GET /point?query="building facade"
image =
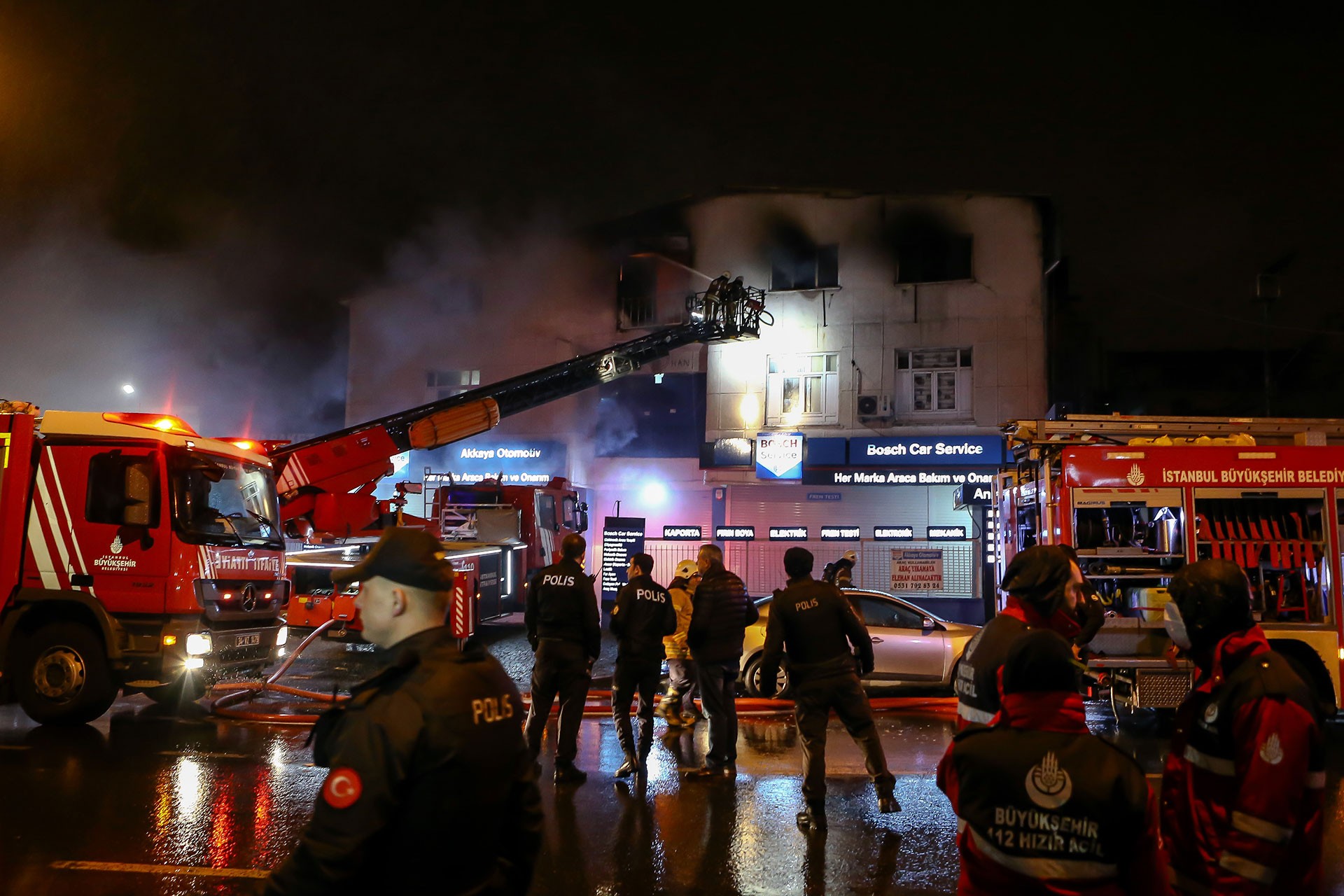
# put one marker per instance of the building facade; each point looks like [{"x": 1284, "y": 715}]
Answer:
[{"x": 866, "y": 416}]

◆ **The problem**
Rewrite the rows above, switching every "building facade" to "storefront" and keeping everything else the same. Leave the pictures out of your answer.

◆ **Task response**
GET /point?query="storefront"
image =
# put one marker per instance of the storefront; each point looks like [{"x": 1284, "y": 715}]
Answer:
[{"x": 866, "y": 416}]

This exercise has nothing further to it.